=== YOUR OBJECTIVE ===
Check every line of the data for the word "neck", and copy those that have it.

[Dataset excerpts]
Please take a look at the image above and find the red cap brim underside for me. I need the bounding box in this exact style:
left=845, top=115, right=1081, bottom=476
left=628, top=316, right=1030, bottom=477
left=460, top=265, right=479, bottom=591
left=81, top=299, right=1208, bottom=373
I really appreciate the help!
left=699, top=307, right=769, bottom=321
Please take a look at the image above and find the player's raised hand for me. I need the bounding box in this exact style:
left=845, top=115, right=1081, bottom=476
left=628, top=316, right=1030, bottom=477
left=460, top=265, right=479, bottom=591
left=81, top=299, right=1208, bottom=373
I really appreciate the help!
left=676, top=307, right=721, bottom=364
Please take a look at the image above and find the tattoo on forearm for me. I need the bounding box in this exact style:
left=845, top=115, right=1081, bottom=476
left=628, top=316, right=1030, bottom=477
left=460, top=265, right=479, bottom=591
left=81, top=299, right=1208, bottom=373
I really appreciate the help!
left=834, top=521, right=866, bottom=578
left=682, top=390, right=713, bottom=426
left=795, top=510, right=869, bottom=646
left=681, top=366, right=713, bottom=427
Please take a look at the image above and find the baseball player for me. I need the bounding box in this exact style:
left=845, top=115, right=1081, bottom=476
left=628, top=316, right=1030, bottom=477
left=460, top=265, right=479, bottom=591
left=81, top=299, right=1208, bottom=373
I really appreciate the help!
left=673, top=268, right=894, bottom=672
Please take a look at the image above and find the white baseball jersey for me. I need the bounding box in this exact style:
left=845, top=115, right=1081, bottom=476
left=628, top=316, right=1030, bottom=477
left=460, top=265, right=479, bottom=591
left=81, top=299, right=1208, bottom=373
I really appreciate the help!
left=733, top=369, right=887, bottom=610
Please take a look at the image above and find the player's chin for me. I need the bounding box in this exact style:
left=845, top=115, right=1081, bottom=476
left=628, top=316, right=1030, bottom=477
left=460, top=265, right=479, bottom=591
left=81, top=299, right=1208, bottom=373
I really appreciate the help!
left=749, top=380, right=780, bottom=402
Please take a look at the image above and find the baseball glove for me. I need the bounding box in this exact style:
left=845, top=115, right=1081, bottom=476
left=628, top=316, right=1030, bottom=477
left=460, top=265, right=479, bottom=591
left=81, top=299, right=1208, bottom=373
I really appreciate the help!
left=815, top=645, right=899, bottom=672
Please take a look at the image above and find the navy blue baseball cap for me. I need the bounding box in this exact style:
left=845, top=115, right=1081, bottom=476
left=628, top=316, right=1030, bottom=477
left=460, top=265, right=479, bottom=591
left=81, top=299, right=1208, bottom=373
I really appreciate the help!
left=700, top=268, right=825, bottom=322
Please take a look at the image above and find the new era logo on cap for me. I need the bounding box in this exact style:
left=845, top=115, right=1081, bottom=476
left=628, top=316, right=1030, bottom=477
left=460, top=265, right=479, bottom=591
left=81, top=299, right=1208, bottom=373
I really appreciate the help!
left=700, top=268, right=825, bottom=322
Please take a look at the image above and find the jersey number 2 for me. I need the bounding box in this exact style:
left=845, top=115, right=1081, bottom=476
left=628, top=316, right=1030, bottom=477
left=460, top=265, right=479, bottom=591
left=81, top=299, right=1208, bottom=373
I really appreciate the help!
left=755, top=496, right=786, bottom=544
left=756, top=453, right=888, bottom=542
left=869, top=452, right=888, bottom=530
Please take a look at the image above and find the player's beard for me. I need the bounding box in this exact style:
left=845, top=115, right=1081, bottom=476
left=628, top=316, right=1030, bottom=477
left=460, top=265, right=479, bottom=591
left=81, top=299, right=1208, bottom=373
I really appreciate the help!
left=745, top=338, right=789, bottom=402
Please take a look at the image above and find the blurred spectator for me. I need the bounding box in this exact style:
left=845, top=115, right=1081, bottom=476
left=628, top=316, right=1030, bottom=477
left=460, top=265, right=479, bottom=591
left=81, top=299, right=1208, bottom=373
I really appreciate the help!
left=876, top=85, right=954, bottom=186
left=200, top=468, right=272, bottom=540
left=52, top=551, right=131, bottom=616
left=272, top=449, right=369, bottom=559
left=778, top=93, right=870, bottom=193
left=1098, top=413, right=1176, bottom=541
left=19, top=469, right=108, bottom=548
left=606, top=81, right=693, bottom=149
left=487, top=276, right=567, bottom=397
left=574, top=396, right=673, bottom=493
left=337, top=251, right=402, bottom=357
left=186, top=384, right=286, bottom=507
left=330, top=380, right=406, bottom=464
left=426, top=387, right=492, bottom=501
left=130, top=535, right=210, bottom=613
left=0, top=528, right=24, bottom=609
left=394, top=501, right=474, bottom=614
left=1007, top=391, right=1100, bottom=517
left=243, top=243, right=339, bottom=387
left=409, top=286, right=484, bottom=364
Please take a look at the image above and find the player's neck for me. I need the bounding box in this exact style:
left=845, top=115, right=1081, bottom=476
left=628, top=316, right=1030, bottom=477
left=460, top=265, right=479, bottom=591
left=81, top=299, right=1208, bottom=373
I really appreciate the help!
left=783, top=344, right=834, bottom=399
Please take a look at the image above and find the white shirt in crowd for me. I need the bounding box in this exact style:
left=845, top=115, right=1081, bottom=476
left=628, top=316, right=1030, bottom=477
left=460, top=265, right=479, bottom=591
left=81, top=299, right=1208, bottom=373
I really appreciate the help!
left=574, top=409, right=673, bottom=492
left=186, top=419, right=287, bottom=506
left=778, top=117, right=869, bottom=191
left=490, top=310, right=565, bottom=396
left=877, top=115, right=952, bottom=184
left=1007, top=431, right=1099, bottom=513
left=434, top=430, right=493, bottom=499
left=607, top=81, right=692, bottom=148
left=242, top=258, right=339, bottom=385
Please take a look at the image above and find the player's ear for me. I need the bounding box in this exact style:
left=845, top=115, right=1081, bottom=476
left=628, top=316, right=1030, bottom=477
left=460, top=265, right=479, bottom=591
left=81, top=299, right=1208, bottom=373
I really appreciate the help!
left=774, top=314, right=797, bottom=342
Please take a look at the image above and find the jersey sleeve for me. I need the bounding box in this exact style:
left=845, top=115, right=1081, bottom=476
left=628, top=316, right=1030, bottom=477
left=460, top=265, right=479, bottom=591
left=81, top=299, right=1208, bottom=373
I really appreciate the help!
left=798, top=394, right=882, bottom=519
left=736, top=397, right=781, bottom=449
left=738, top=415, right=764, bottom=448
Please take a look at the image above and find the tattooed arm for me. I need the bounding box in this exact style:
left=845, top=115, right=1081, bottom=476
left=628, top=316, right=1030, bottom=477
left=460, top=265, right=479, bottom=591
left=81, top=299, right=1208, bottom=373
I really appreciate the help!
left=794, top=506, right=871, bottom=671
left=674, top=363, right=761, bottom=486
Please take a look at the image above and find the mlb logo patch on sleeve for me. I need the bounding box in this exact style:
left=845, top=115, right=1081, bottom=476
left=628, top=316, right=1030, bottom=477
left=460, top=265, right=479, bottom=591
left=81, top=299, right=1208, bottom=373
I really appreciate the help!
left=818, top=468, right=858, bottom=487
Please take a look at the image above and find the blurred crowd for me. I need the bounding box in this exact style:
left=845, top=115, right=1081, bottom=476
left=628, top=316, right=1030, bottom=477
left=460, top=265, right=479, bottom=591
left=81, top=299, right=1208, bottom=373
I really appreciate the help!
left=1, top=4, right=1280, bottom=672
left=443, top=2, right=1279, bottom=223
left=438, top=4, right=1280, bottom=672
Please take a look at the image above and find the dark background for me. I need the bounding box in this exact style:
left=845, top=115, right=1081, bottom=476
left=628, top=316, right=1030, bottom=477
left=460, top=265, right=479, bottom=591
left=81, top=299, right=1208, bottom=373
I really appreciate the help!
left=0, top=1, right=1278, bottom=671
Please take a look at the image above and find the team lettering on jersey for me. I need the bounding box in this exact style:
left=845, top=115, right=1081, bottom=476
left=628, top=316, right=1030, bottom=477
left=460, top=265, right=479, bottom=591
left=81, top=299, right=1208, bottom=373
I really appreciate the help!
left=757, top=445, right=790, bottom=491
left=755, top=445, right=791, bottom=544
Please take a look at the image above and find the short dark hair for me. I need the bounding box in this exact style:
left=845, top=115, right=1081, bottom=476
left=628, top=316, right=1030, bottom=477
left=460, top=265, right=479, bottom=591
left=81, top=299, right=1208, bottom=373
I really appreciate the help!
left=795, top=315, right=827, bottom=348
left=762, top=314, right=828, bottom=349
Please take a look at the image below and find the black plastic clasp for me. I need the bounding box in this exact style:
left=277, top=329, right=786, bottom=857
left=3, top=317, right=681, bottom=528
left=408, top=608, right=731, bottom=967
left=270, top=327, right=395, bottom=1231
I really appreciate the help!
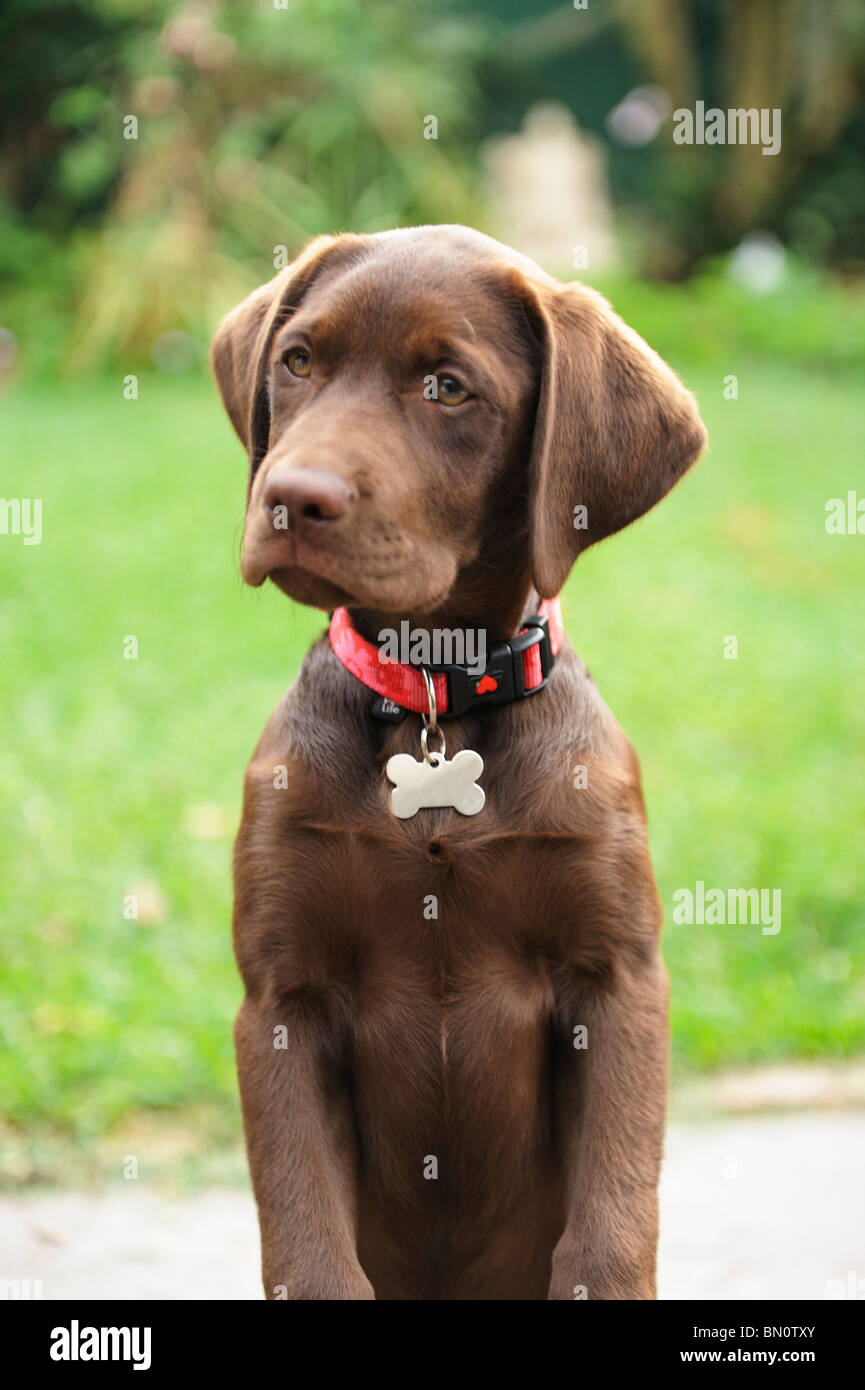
left=433, top=613, right=553, bottom=718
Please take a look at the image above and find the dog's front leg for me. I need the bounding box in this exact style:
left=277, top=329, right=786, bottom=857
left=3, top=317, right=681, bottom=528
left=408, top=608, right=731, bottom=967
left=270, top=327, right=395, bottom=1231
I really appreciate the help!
left=235, top=994, right=374, bottom=1300
left=548, top=954, right=669, bottom=1301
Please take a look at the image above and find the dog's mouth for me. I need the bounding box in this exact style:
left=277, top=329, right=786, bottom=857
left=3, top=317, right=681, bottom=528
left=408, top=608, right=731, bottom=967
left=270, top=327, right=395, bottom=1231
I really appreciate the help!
left=243, top=520, right=457, bottom=614
left=242, top=524, right=360, bottom=607
left=242, top=525, right=346, bottom=590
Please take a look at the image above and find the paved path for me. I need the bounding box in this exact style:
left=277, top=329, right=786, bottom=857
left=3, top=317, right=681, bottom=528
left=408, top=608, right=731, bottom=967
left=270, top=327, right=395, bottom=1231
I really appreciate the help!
left=2, top=1112, right=863, bottom=1300
left=658, top=1111, right=863, bottom=1300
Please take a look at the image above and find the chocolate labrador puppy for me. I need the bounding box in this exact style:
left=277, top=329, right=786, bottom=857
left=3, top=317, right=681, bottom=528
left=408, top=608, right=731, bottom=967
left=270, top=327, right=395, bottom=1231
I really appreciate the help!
left=211, top=225, right=706, bottom=1300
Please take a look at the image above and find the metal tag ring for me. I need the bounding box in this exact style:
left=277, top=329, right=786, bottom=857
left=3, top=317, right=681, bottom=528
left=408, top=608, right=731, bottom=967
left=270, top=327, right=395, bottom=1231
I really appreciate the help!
left=420, top=721, right=446, bottom=764
left=421, top=667, right=437, bottom=729
left=420, top=668, right=445, bottom=762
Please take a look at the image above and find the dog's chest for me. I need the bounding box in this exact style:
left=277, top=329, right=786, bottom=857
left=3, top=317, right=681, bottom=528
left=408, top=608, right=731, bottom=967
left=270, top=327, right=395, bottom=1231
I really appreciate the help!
left=331, top=823, right=560, bottom=1182
left=293, top=814, right=567, bottom=1041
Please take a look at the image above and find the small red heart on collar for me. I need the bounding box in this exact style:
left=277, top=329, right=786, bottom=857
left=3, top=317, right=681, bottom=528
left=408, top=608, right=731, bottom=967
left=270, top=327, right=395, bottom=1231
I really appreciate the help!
left=476, top=675, right=498, bottom=694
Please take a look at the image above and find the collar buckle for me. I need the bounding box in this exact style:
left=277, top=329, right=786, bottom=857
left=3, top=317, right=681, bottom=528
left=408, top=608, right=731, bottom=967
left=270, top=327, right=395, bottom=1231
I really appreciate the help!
left=434, top=613, right=553, bottom=718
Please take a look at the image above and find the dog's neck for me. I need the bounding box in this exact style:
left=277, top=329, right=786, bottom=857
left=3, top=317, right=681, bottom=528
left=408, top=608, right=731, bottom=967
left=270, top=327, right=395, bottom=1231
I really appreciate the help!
left=348, top=587, right=544, bottom=652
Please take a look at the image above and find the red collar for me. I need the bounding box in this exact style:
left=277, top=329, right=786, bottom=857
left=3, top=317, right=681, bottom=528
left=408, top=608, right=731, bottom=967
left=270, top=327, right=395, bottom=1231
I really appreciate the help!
left=329, top=598, right=564, bottom=718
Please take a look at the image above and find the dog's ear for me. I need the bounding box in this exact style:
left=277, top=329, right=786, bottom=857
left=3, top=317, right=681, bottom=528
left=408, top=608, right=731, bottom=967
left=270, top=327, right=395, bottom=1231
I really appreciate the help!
left=210, top=234, right=354, bottom=470
left=516, top=275, right=707, bottom=598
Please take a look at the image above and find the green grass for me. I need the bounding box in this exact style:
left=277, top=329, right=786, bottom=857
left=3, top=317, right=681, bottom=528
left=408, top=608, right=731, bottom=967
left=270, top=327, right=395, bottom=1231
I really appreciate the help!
left=1, top=333, right=863, bottom=1150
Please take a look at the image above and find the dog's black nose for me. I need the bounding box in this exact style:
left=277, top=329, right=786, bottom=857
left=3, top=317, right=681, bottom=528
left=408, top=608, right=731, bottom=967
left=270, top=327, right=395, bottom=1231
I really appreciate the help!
left=263, top=466, right=353, bottom=523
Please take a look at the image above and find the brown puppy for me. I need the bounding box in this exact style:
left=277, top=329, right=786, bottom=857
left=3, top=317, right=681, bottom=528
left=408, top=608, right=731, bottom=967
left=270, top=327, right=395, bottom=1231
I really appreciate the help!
left=211, top=225, right=706, bottom=1300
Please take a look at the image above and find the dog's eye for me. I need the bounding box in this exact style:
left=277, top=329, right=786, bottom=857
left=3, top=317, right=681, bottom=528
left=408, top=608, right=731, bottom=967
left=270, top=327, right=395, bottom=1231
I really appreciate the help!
left=437, top=375, right=469, bottom=406
left=284, top=347, right=312, bottom=378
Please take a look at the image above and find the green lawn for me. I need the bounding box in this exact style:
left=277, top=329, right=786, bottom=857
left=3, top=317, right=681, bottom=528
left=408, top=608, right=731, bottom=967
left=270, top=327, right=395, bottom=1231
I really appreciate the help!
left=1, top=341, right=863, bottom=1148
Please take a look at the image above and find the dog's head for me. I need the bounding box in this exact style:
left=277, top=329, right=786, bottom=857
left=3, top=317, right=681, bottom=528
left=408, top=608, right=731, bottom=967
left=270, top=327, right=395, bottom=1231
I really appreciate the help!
left=211, top=225, right=706, bottom=619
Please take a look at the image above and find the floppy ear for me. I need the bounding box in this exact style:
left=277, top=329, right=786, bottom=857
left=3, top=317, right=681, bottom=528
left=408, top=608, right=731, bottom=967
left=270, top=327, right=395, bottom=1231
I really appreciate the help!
left=519, top=277, right=707, bottom=598
left=210, top=234, right=353, bottom=471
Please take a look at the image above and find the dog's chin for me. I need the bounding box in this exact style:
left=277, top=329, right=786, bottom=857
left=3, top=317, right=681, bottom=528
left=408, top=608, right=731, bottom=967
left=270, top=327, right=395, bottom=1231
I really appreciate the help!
left=265, top=565, right=452, bottom=616
left=266, top=566, right=353, bottom=610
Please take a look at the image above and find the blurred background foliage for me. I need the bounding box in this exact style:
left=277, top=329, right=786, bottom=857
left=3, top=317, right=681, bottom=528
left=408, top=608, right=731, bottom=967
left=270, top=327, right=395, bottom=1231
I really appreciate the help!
left=1, top=0, right=865, bottom=373
left=1, top=1, right=864, bottom=1165
left=478, top=0, right=865, bottom=274
left=1, top=0, right=485, bottom=370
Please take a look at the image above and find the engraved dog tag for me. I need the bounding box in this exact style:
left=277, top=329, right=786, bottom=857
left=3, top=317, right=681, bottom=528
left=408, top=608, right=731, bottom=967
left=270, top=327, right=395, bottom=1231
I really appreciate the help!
left=386, top=749, right=485, bottom=819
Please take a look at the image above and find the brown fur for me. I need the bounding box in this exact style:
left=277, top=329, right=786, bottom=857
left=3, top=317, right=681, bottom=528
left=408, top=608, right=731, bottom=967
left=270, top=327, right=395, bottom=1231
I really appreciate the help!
left=211, top=225, right=707, bottom=1300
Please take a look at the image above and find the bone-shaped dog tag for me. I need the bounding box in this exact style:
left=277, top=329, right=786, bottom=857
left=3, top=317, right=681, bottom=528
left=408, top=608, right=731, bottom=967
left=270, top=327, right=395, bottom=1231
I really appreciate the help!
left=386, top=749, right=485, bottom=819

=== RESPONSE AREA ===
Please take a look at the image above and find the player's neck for me. I need the bounding box in this exact style:
Please take a look at the image above and find the dog's neck for me. I need the bounding box in this exact style:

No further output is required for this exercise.